Apart from the images, every record here needs to be copied exactly.

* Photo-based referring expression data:
[Start of Attachment]

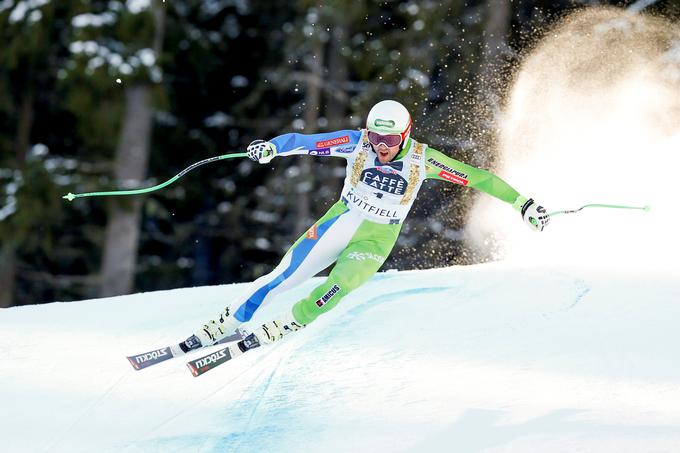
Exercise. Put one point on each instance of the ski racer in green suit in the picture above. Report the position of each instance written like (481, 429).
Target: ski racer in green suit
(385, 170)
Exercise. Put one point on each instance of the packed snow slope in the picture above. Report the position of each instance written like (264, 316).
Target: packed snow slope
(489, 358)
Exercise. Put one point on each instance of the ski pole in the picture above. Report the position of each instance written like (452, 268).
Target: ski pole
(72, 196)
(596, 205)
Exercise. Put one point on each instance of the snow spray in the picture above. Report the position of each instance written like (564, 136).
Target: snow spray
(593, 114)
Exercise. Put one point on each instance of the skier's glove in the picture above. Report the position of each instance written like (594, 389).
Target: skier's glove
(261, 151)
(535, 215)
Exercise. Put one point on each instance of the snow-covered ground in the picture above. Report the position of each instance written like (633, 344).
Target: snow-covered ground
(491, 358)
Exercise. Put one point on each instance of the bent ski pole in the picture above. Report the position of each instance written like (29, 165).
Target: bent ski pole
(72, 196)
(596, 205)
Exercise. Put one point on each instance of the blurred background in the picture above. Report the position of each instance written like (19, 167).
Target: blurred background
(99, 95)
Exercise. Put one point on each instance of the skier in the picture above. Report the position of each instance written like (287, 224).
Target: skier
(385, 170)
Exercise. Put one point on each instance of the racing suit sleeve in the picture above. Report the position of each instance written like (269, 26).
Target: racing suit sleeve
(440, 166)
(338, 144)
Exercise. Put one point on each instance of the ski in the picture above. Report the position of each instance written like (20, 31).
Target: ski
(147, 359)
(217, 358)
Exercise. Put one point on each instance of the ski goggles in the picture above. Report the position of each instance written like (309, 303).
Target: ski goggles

[End of Attachment]

* ANSWER:
Exercise. Put one point on each instance of the ski racer in green suit in the picture above. Report the position of each instance written like (481, 429).
Target: ski racer in green suit
(385, 170)
Exercise. Put one point on each instance of the packed snow slope in the picture above. Report the position of each instance written like (264, 316).
Target: packed snow slope
(489, 358)
Exercise. Put one point on each instance of the ski pole in the picture above. Report the position of each instance written like (452, 268).
Target: ski pole
(72, 196)
(596, 205)
Exercise. Put one point on each instance of the snow spray in the picture above. Report the position of each instance written like (564, 136).
Target: snow spray
(593, 114)
Exercise. Put one point on each instance of the skier's glove in the picture above. Report the position of each instance written like (594, 389).
Target: skier's glove
(261, 151)
(535, 215)
Exercise. Put one point on each instance of the snow-covered ground in the picture above. Report the position of each instance written like (633, 344).
Target: snow-covered ground
(491, 358)
Exercise. Put one point on each instance of the bent ski pole in the picture above. Report the position of each instance written like (29, 165).
Target: bent ski pole
(72, 196)
(596, 205)
Exercise. Put one point on each instance of the blurred background in the picture above. Report the position of each instance written like (19, 167).
Target: blurred background
(99, 95)
Exercise. Put one point on each instance of the skier in the picture above. Report the position of each instance written like (287, 224).
Target: skier
(385, 170)
Exercise. Put one point on each instance of the racing suit sleeve in the picture above. Report the position of each instance written like (269, 26).
Target: racing suit sleeve
(440, 166)
(338, 144)
Exercise. Put one point on each instance of the ski in the picture above. Report the position of each instance written like (20, 31).
Target: ski
(147, 359)
(217, 358)
Exercise. Put one point on each instance of the ski goggles in the picture above. Report the position of each instance written like (309, 303).
Target: ski goggles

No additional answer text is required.